--- start Record set ---

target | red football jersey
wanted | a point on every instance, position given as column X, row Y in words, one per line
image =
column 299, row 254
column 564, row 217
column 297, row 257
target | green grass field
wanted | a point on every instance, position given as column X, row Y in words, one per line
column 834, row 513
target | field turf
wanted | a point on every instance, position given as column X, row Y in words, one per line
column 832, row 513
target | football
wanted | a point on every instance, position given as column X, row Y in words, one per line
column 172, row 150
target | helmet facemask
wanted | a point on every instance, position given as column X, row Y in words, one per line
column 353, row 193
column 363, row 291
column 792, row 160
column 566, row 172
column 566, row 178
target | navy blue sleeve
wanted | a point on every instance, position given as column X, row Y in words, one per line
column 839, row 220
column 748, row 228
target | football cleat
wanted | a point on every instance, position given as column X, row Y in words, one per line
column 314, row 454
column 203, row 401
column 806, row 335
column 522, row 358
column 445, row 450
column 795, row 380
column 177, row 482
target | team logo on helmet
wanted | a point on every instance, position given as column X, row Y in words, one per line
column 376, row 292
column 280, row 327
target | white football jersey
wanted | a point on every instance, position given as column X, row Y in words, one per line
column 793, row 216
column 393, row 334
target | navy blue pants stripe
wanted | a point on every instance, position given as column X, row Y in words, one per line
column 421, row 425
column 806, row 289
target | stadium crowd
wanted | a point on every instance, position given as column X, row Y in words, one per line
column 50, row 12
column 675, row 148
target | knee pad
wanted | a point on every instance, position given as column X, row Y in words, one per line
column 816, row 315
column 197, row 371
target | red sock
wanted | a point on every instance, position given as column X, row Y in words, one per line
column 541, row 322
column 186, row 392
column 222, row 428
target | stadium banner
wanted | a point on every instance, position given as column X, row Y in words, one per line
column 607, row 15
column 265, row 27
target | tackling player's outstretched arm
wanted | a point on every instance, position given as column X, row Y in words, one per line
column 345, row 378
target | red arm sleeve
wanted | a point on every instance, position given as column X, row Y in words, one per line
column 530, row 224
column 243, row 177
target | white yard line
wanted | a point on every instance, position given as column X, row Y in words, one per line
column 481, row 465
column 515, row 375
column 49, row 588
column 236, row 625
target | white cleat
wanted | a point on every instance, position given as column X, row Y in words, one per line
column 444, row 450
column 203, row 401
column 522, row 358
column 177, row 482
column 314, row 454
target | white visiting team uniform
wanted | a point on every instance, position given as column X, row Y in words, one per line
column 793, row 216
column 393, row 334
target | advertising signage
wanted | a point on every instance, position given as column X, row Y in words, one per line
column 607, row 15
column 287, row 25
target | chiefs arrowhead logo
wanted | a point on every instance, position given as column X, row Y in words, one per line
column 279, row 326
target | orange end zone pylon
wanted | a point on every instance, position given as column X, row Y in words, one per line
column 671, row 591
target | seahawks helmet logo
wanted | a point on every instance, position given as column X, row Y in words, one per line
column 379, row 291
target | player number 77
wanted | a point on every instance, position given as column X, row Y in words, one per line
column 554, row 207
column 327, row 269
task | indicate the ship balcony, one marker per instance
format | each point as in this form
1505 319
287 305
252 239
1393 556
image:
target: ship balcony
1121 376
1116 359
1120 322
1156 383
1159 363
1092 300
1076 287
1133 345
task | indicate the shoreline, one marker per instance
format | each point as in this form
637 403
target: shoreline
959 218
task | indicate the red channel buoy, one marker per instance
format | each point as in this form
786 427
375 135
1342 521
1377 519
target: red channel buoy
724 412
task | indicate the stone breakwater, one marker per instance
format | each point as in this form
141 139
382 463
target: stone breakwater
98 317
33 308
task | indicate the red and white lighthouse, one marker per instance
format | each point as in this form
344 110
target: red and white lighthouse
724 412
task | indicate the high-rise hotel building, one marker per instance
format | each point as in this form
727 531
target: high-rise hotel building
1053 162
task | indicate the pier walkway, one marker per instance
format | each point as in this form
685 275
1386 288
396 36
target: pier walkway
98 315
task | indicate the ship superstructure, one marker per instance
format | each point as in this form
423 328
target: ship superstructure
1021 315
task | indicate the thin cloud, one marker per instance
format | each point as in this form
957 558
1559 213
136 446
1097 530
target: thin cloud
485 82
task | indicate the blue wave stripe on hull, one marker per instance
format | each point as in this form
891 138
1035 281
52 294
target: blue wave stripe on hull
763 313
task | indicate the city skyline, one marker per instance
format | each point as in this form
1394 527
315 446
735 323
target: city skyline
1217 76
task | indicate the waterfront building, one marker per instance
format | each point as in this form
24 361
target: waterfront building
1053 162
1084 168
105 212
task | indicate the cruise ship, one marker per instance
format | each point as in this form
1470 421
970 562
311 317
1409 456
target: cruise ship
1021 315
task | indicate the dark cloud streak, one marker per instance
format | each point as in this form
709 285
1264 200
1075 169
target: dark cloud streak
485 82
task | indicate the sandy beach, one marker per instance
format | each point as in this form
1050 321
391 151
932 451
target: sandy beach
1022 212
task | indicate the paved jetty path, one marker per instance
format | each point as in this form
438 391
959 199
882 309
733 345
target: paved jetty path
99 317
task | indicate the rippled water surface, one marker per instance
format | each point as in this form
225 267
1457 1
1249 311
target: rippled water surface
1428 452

--- end Record set ---

What you have to do: Your task is to give the records above again, exactly.

Worked answer:
target | red football jersey
wanted | a point on every instance, position given as column X, row Y in words, one per line
image =
column 299, row 254
column 564, row 217
column 297, row 257
target | green grass field
wanted | a point on every instance, position given as column X, row Y in words, one per line
column 834, row 513
target | field turf
wanted | a point on every instance, position given as column X, row Y in words, one per line
column 832, row 513
target | football
wanted | a point on every instance, position given as column X, row Y in words, one per line
column 172, row 150
target | helmet facemask
wanted | a point on every instance, position given as column X, row Y in words, one per line
column 353, row 193
column 363, row 291
column 792, row 160
column 566, row 172
column 566, row 178
target | navy blue sleeve
wanted | a point on every instance, position given as column X, row Y in words, one per line
column 839, row 220
column 748, row 228
target | football cleat
wanted | a point on every instance, position given as column X, row Y in words, one per line
column 314, row 454
column 203, row 401
column 806, row 335
column 522, row 358
column 445, row 450
column 795, row 380
column 177, row 482
target | team logo on helmet
wanted | a point on every instance, position given as column X, row Y in words, one per line
column 376, row 292
column 280, row 327
target | white football jersey
wanted | a point on every instance, position given as column X, row Y in words, one per line
column 793, row 216
column 393, row 334
target | navy blue pants stripe
wanted | a point on every instance, position given as column X, row Y in words, one per line
column 421, row 425
column 806, row 289
target | stadium crowd
wanted | a point on every instance, position given as column X, row Y in words, one per line
column 50, row 12
column 675, row 148
target | knee pad
wanted | a point on every instance, position given as column X, row Y in words, one per line
column 816, row 315
column 197, row 371
target | red sock
wanted | a point on every instance, position given as column X, row Y in words, one per line
column 541, row 322
column 186, row 392
column 222, row 428
target | stadium banner
wanted | a point on every instance, position given as column X, row Y in words, one per line
column 607, row 15
column 265, row 27
target | tackling player's outstretched arm
wanted | a point on every instance, position given as column X, row Y in words, one per line
column 345, row 378
target | red arm sleeve
wanted | a point on every instance, position given as column X, row Y in words, one per line
column 530, row 224
column 243, row 177
target | white yard line
wanted | a point on every instance, position given as column X, row Y in words, one per line
column 481, row 465
column 515, row 375
column 49, row 588
column 236, row 625
target | white cleat
wanted | a point on every instance, position given as column X, row Y in words, one per line
column 444, row 450
column 203, row 401
column 522, row 358
column 177, row 482
column 314, row 454
target | white visiting team uniform
wanted | a point on every instance, position given as column X, row Y in words, one per line
column 793, row 216
column 393, row 334
target | advertising signage
wanted | a point on every instance, position given as column X, row Y in words, one per line
column 607, row 15
column 287, row 25
target | chiefs arrowhead logo
wanted | a point on every instance, position given as column X, row Y in words, one per line
column 279, row 326
target | orange end zone pylon
wanted | a point on every instance, position given as column X, row Y in words, one per line
column 671, row 591
target | seahawks helmet logo
wanted | a point on every instance, position given as column X, row Y in words, one per line
column 379, row 291
target | player number 77
wanted | a point on every instance, position given as column X, row Y in words, one per line
column 554, row 207
column 327, row 269
task | indicate the ship balcony, one marker per instance
format | each point as in this form
1505 319
287 305
252 239
1393 556
image:
target: ship balcony
1121 376
1116 359
1120 322
1156 383
1159 363
1092 300
1076 287
1133 345
task | indicate the shoreline, one marker per instance
format | each point as in this form
637 403
target: shoreline
959 218
task | indicate the red channel buoy, one marker per instance
format | each point as in this form
786 427
375 135
1342 521
1377 519
target: red channel buoy
724 412
task | indicate the stone breakwater, one marker per instance
format | each point as in this form
141 139
382 463
target: stone breakwater
98 317
33 308
task | indicate the red and white lighthouse, one marker per instance
format | each point as in this form
344 110
target: red and white lighthouse
724 412
task | indicate the high-rise hotel building, one marker per instance
format | each point as in this form
727 531
target: high-rise hotel building
1053 162
task | indicate the pier walkway, one marker per instance
format | each point as in this form
685 275
1386 288
396 36
target: pier walkway
98 315
task | indicate the ship superstructure, one marker per instance
format | each point as in this form
423 328
target: ship superstructure
1021 315
task | indicate the thin cloud, one marker per instance
format | each point as in this form
957 558
1559 213
136 446
1097 530
target: thin cloud
485 82
task | indicate the blue wave stripe on hull, one marker per instance
format | each point as in this form
891 138
1035 281
52 294
target: blue wave stripe on hull
763 313
task | indicate the city skyline, one marker per instance
format | each point as in this form
1394 527
315 446
735 323
target: city skyline
1217 76
task | indicate the waterfront building, one marker per instance
format | each point as in this form
24 361
target: waterfront building
1053 162
1084 168
105 212
task | indicate the cruise ship, one marker per instance
format | each point as in this form
1470 421
970 562
311 317
1409 456
target: cruise ship
1021 315
task | indicate the dark cloud streak, one marker per instance
format | each point as in this form
709 285
1264 200
1075 169
target: dark cloud streak
485 82
task | indicate the sandy beach, one marker per instance
format | each point as in this form
1050 321
391 151
932 451
target: sandy beach
1022 212
task | indicate the paved jetty path, one marker per instance
format | each point as in this form
438 391
959 199
882 309
733 345
target: paved jetty path
99 317
task | indicate the rippled water surface, one marker per instance
format | each point as in this form
225 267
1457 1
1249 311
target: rippled water surface
1428 452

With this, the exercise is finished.